Begin THE RECORDS
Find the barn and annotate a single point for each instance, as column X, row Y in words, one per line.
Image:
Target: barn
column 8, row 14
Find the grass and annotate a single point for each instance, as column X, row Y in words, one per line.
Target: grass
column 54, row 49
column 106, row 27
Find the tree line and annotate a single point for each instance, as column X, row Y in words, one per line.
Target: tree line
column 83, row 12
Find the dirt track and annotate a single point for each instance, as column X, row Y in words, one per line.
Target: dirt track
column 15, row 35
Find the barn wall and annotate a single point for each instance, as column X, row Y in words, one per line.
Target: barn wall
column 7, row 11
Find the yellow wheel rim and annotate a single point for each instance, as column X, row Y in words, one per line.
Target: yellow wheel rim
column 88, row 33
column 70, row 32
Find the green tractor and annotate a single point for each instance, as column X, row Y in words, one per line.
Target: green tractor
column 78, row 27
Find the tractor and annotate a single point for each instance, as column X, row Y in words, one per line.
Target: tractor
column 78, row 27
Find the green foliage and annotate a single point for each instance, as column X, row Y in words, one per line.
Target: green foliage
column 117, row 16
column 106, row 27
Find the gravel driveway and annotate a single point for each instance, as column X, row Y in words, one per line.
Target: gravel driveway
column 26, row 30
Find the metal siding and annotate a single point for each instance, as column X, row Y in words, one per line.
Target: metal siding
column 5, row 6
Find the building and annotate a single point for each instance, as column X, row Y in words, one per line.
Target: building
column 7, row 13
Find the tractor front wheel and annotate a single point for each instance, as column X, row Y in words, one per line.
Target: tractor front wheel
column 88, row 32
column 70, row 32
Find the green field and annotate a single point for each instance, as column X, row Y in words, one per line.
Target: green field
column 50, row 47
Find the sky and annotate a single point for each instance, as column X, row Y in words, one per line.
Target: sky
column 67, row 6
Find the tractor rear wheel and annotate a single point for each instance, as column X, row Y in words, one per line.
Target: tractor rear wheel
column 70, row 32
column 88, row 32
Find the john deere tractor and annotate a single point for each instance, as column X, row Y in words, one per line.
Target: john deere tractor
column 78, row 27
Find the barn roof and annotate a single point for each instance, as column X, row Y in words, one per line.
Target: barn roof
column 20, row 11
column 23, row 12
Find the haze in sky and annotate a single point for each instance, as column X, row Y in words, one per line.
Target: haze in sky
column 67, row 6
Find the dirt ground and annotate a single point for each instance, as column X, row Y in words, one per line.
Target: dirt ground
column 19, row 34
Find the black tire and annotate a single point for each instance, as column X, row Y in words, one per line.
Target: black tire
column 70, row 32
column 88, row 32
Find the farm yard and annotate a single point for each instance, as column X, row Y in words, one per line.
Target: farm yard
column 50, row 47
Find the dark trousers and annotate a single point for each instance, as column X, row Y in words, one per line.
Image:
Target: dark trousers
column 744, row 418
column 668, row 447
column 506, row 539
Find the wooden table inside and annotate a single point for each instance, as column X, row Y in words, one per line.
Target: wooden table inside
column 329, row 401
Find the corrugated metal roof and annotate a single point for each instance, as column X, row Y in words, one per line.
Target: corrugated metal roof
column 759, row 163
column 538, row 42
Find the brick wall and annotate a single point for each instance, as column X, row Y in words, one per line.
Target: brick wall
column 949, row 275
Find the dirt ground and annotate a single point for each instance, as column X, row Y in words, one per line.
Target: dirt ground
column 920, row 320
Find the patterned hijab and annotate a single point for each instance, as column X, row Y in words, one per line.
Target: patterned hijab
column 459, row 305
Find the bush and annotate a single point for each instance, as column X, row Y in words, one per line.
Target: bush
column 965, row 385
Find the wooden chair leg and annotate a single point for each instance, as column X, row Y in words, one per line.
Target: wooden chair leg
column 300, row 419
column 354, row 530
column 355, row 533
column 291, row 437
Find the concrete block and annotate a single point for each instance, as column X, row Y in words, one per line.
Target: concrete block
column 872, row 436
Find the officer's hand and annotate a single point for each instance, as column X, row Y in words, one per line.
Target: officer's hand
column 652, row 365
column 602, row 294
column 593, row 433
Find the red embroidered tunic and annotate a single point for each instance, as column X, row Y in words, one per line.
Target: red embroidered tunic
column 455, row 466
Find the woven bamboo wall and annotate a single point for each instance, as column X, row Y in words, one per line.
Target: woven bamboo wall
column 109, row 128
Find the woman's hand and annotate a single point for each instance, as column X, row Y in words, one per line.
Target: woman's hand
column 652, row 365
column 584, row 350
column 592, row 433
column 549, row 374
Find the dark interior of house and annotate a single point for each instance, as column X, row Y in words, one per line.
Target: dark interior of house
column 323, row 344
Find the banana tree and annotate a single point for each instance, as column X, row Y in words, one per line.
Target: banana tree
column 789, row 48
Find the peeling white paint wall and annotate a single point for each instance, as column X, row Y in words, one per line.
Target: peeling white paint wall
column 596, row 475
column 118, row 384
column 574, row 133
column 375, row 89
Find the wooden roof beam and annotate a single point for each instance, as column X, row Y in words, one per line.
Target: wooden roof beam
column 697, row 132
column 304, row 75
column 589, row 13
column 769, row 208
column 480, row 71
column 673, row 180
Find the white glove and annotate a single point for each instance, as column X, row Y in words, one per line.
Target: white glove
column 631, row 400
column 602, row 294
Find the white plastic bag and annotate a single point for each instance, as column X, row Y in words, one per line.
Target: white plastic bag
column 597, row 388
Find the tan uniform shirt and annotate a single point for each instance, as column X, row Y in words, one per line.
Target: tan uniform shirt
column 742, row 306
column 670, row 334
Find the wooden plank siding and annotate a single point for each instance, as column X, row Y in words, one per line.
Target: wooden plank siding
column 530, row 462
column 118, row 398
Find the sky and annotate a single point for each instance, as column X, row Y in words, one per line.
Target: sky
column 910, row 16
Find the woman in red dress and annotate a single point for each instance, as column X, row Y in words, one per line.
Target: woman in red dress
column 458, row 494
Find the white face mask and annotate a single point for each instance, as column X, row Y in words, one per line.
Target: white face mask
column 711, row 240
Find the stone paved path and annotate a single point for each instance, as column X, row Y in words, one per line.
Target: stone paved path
End THE RECORDS
WORK TO BE COMPLETED
Rewrite all of the items above, changing every occurrence of "annotate" to "mark" and leaving everything else as it is.

FINISHED TASK
Find the barn and mark a single point for each instance, as column X, row Y in words, one per line.
Image:
Target: barn
column 8, row 14
Find the grass and mark a single point for each instance, as column X, row Y in words, one per line.
Target: grass
column 54, row 49
column 106, row 27
Find the tree line and mark a single point for each instance, as column X, row Y in words, one per line.
Target: tree line
column 83, row 12
Find the dirt track and mark a single point for each instance, as column X, row Y in words, one per line.
Target: dirt track
column 15, row 35
Find the barn wall and mark a single point for each instance, as column X, row Y in words, one per line.
Target: barn wall
column 7, row 11
Find the yellow wheel rim and mark a single point for each instance, as column X, row Y in words, one per line.
Target: yellow wheel rim
column 88, row 33
column 70, row 32
Find the green tractor and mark a single point for each instance, as column X, row Y in words, one per line.
Target: green tractor
column 78, row 27
Find the tractor and mark a single point for each instance, as column X, row Y in words, one per line.
Target: tractor
column 78, row 27
Find the green foliage and mark a single point for each instance, as column X, row Y in words, one per line.
Target: green foliage
column 117, row 16
column 106, row 27
Find the gravel driveway and mark a single point for each instance, as column X, row Y in words, one per line.
Target: gravel driveway
column 26, row 30
Find the metal siding and mark a single point for each instance, as column X, row Y in words, one per line.
Target: metal siding
column 5, row 6
Find the building and mark a single point for each instance, as column X, row Y in words, one per line.
Target: building
column 7, row 13
Find the tractor front wheel and mark a single point for each instance, as column X, row Y in words, one per line.
Target: tractor front wheel
column 88, row 32
column 70, row 32
Find the green field and mark a single point for each instance, as column X, row Y in words, one per line.
Target: green field
column 50, row 47
Find the sky and mark a single point for each instance, as column X, row Y in words, one per line.
Target: sky
column 67, row 6
Find the tractor rear wheel and mark a single point for each instance, as column X, row Y in words, one per line.
Target: tractor rear wheel
column 70, row 32
column 88, row 32
Find the john deere tractor and mark a single point for each instance, as column X, row Y in words, one per line.
Target: john deere tractor
column 78, row 27
Find the barn roof and mark a single point for each instance, as column X, row Y in words, one per line.
Target: barn roof
column 20, row 11
column 23, row 12
Find the haze in sky and mark a single point for each instance, as column X, row Y in words, one per line.
Target: haze in sky
column 67, row 6
Find the dirt ground and mark a single point for each instance, as column X, row Y in words, one per line.
Target: dirt ground
column 19, row 34
Find the black tire and mark a single point for each instance, as column X, row Y in words, one per line.
Target: black tire
column 70, row 32
column 88, row 32
Find the farm yard and mark a single point for each instance, as column X, row Y in words, one per line.
Target: farm yard
column 50, row 47
Find the dark trousers and mark a single point for each instance, as column X, row Y in words, one per line.
Image:
Target: dark trousers
column 744, row 418
column 668, row 447
column 506, row 539
Find the wooden table inside and mark a single point for each instance, as column X, row Y in words, one per line.
Target: wooden table inside
column 329, row 401
Find the corrugated metal roof and mark a single point for each instance, as column X, row Y in words, one per line.
Target: corrugated metal roof
column 759, row 163
column 538, row 42
Find the brick wall and mark a single point for each instance, as column X, row Y in words, one per line.
Target: brick wall
column 949, row 275
Find the dirt ground and mark a single point for each instance, as column X, row Y in words, one per line.
Target: dirt ground
column 920, row 320
Find the patterned hijab and mark a single point for each instance, as column X, row Y in words, one per line.
Target: patterned hijab
column 459, row 305
Find the bush and mark a single point for each instance, as column X, row Y in words, one per line.
Target: bush
column 965, row 385
Find the wooden chair leg and mark a single point for each instance, as column X, row Y in words, one per line.
Target: wooden chair leg
column 300, row 419
column 354, row 530
column 355, row 533
column 291, row 437
Find the concrete block and mark a single point for each instance, as column X, row Y in words, one per line.
Target: concrete block
column 872, row 436
Find the officer's hand and mark a single point for each instance, as column X, row Y in words, one per line.
Target: officer's hand
column 652, row 365
column 602, row 294
column 593, row 433
Find the red embroidered tunic and mark a single point for each instance, as column X, row Y in words, one per line.
Target: red embroidered tunic
column 455, row 466
Find the woven bamboo wall and mark a single point for each instance, as column X, row Y in words, one per line.
Target: woven bamboo wall
column 109, row 128
Find the woman's hand and mark a single point for each instance, as column X, row Y in words, one per line.
Target: woman's hand
column 652, row 365
column 584, row 350
column 592, row 433
column 549, row 374
Find the dark interior of house and mark a single point for each instance, as column X, row Y in words, one per line.
Target: dark interior of house
column 323, row 344
Find the banana tree and mark a single point for each instance, as column X, row Y in words, one per line.
Target: banana tree
column 789, row 48
Find the peeling white paint wall and mark a single point for each instance, as column X, row Y in words, one per line.
Target: peeling white paint wall
column 596, row 475
column 118, row 384
column 574, row 133
column 375, row 89
Find the wooden roof beam and mark a single point for each instance, as column X, row Y in words, one per line.
Target: wooden roof beam
column 697, row 132
column 304, row 75
column 589, row 13
column 769, row 208
column 480, row 71
column 673, row 180
Find the white glove and mark a single point for each instance, as column X, row Y in words, one per line.
Target: white glove
column 631, row 400
column 602, row 294
Find the white plastic bag and mark a single point for each instance, as column X, row Y in words, one per line.
Target: white plastic bag
column 597, row 388
Find the tan uniform shirt and mark a single point for each instance, as column X, row Y in words, one per line.
Target: tan uniform shirt
column 742, row 306
column 670, row 334
Find the wooden plank siding and mark a single point for each instance, as column X, row Y in words, one per line.
Target: wooden plank siding
column 530, row 462
column 118, row 398
Find the sky and mark a single point for each instance, as column X, row Y in words, one per line.
Target: sky
column 910, row 16
Find the woman in red dress and mark a single point for each instance, as column X, row Y in words, one per line.
Target: woman in red dress
column 458, row 494
Find the white face mask and mark a single point for each instance, as column X, row Y in words, one per line.
Target: white face mask
column 711, row 240
Find the stone paved path and mark a single point for each instance, as column X, row Y in words, one per line.
Target: stone paved path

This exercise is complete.